Ashlock’s denials aside, Snyder says he was “instrumental in bringing the concept of early maturing soybeans to the Mid-South.”

Colleagues also say Ashlock brought the soybean research verification concept to another level in the state. It had already begun when he arrived, but was in its infancy. The idea had been born in cotton research and expanded to other crops.

“Lanny came along and recognized one of the key things that was missing in the soybean verification program was data on water management. Also, variety selection wasn’t as integrated into the program as it should have been. Lanny was able to bring both those things into the program to the benefit of farmers,” says Snyder.

Tacker says his job was made much easier by Ashlock continuing to make the case for proper irrigation in soybeans. “He’s always talked about how important timing of irrigation is. Many others might zero in on maturity groups, soil types, weeds or something else and give irrigation a backseat. He didn’t do that. He kept irrigation at the forefront. And when he says something, it sticks. His words are incredibly influential. His words have heft that other peoples’ don’t.”

A new job

Ashlock retired from the Extension Service on Jan. 4, after close to 31 years of work. He’s since accepted a position with Cullum Seed (out of Fisher, Ark.) to work as an agronomist.

“I’ve worked with Cullum Seed over the years and respect them and wanted to learn more about the seed business. The word got out that the Extension Service was trying not to have so much of their appropriations tied up in salaries. That meant early retirement or incentives were being offered to long-time employees.”

Ashlock isn’t sure who talked about it first, but Cullum Seed got wind of Extension’s plans and offered him a job. His main responsibility now is to help the company obtain the best genetics possible.

“We want the best Mid-South varieties. I’ll be working with Cullum seed producers (on the Armor brand of seeds) and customers. The work is very similar to what I was doing before with one big twist: before, I was evaluating good genetics and now I’m obtaining good genetics. I like the job. The competition is really friendly for the most part. And all the seed companies are truly concerned with the farmers’ plight with low commodity prices.”

================

#### EXERCISE PROMPT
Answer these questions using the excerpt about Ashlock.
(a) On what date did Ashlock retire from the Extension Service?
(b) According to Snyder, what key thing was missing in the soybean verification program?
(c) What is Ashlock's main responsibility at Cullum Seed?
The material has nothing to do with the excerpt about Ashlock.

[Point-per-instance localization data]
================

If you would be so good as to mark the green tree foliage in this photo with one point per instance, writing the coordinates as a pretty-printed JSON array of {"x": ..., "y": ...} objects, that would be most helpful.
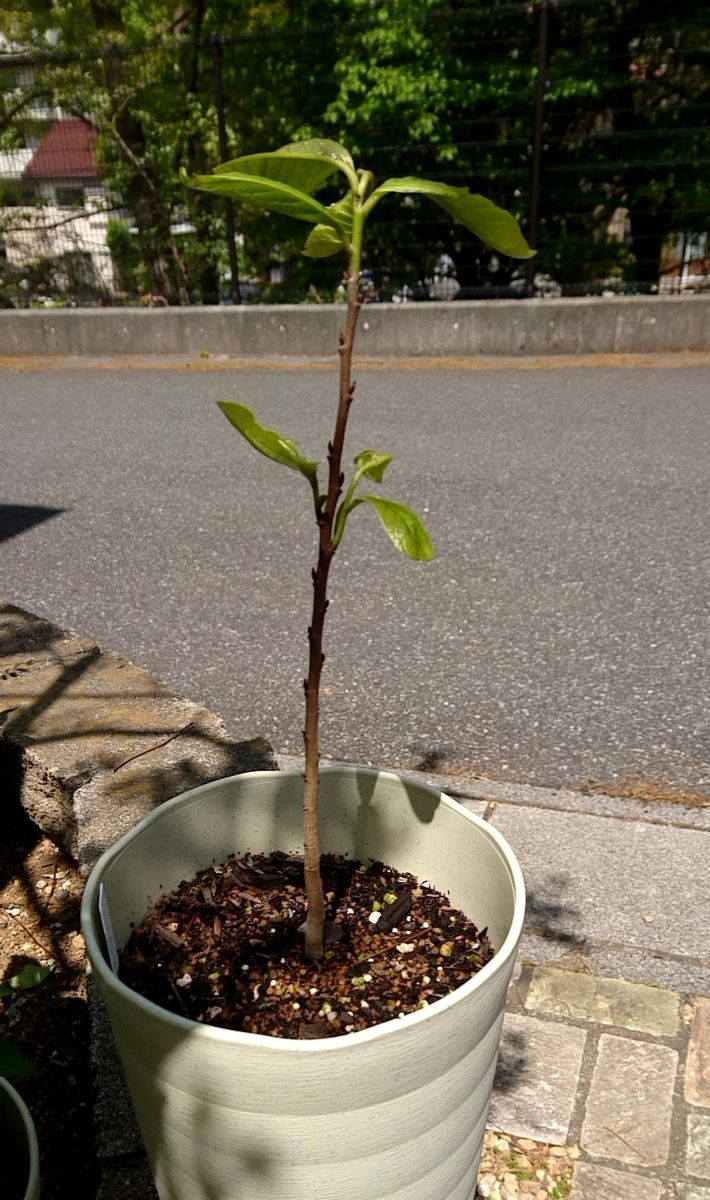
[{"x": 440, "y": 88}]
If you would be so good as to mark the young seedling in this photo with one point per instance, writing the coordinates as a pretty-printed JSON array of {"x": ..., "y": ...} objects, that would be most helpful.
[{"x": 284, "y": 181}]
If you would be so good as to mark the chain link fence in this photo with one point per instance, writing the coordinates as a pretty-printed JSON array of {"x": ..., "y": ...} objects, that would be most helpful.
[{"x": 92, "y": 210}]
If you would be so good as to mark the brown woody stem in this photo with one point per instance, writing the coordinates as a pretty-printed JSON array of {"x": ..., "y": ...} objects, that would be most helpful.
[{"x": 326, "y": 515}]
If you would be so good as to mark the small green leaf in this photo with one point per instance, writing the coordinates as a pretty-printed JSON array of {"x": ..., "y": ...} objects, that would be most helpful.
[
  {"x": 268, "y": 442},
  {"x": 270, "y": 195},
  {"x": 402, "y": 526},
  {"x": 30, "y": 976},
  {"x": 372, "y": 463},
  {"x": 497, "y": 227},
  {"x": 13, "y": 1062},
  {"x": 323, "y": 241}
]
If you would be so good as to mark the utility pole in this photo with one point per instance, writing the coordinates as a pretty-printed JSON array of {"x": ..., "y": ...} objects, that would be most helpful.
[
  {"x": 537, "y": 132},
  {"x": 224, "y": 156}
]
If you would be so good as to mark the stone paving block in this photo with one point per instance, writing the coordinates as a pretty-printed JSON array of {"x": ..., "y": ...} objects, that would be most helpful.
[
  {"x": 96, "y": 742},
  {"x": 593, "y": 1182},
  {"x": 697, "y": 1072},
  {"x": 584, "y": 997},
  {"x": 630, "y": 1102},
  {"x": 536, "y": 1079},
  {"x": 698, "y": 1145}
]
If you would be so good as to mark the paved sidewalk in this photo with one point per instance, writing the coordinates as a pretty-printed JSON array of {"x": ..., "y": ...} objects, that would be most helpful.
[
  {"x": 620, "y": 1071},
  {"x": 606, "y": 1043}
]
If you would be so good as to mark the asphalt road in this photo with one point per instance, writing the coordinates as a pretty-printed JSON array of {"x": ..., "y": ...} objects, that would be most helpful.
[{"x": 560, "y": 634}]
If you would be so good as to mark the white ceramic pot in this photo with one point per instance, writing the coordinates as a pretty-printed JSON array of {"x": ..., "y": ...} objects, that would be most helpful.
[
  {"x": 20, "y": 1153},
  {"x": 393, "y": 1113}
]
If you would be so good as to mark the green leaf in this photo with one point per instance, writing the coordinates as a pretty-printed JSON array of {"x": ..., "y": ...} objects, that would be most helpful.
[
  {"x": 13, "y": 1062},
  {"x": 30, "y": 976},
  {"x": 269, "y": 195},
  {"x": 268, "y": 442},
  {"x": 323, "y": 241},
  {"x": 497, "y": 227},
  {"x": 402, "y": 526},
  {"x": 372, "y": 463}
]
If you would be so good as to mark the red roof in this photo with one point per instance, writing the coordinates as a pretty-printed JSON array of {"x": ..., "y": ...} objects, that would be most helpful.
[{"x": 67, "y": 151}]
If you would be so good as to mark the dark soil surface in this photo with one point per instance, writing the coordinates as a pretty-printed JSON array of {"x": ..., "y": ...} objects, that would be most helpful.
[
  {"x": 226, "y": 948},
  {"x": 40, "y": 897}
]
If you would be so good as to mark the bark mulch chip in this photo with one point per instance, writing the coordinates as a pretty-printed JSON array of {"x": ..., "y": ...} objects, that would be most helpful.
[{"x": 227, "y": 948}]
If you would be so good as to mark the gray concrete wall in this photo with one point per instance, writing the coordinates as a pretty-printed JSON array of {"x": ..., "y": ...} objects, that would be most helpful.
[{"x": 589, "y": 325}]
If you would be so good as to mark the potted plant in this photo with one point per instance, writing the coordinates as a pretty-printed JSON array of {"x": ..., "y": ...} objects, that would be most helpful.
[
  {"x": 19, "y": 1158},
  {"x": 397, "y": 1110}
]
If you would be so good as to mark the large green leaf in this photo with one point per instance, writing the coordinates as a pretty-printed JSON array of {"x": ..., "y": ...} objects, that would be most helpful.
[
  {"x": 497, "y": 227},
  {"x": 268, "y": 442},
  {"x": 269, "y": 195},
  {"x": 402, "y": 526},
  {"x": 304, "y": 165}
]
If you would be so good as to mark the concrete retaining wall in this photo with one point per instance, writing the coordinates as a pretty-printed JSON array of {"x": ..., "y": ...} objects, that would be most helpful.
[
  {"x": 90, "y": 743},
  {"x": 589, "y": 325}
]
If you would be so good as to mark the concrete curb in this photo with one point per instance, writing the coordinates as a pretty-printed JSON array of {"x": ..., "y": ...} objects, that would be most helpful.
[
  {"x": 606, "y": 1047},
  {"x": 585, "y": 325}
]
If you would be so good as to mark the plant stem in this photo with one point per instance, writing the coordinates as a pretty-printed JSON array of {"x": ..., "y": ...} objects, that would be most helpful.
[{"x": 326, "y": 549}]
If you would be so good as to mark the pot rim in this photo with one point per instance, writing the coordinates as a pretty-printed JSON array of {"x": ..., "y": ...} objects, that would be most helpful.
[
  {"x": 30, "y": 1134},
  {"x": 311, "y": 1045}
]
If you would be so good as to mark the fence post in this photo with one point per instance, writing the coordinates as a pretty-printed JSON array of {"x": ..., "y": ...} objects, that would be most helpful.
[
  {"x": 537, "y": 131},
  {"x": 224, "y": 156}
]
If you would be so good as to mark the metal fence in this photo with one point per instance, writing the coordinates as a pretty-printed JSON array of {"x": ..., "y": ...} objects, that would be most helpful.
[{"x": 91, "y": 209}]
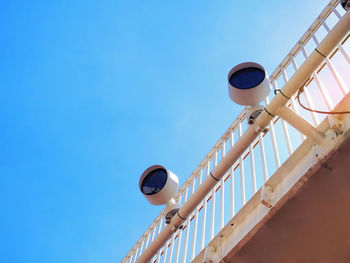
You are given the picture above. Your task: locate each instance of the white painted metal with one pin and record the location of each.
(236, 151)
(339, 46)
(308, 98)
(241, 168)
(292, 100)
(222, 188)
(195, 224)
(336, 76)
(165, 251)
(172, 248)
(263, 157)
(273, 139)
(213, 199)
(252, 168)
(232, 180)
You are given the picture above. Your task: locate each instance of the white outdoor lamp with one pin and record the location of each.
(248, 85)
(159, 185)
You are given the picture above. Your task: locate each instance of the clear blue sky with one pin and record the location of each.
(93, 92)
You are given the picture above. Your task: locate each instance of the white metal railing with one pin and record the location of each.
(265, 154)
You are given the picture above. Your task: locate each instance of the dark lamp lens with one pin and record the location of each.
(154, 181)
(247, 78)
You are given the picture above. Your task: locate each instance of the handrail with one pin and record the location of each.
(221, 143)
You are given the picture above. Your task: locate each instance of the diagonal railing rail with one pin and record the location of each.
(263, 157)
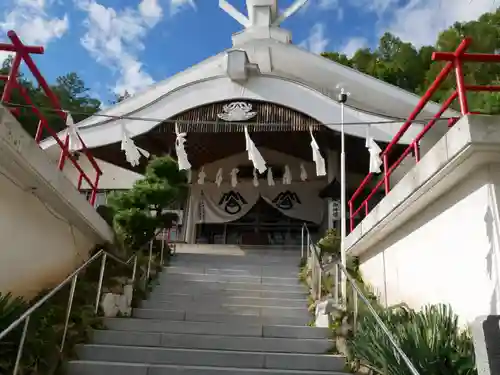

================

#### SOLUTION TO THE PROBLEM
(a) Jan. 4
(b) Data on water management
(c) Helping the company obtain the best genetics possible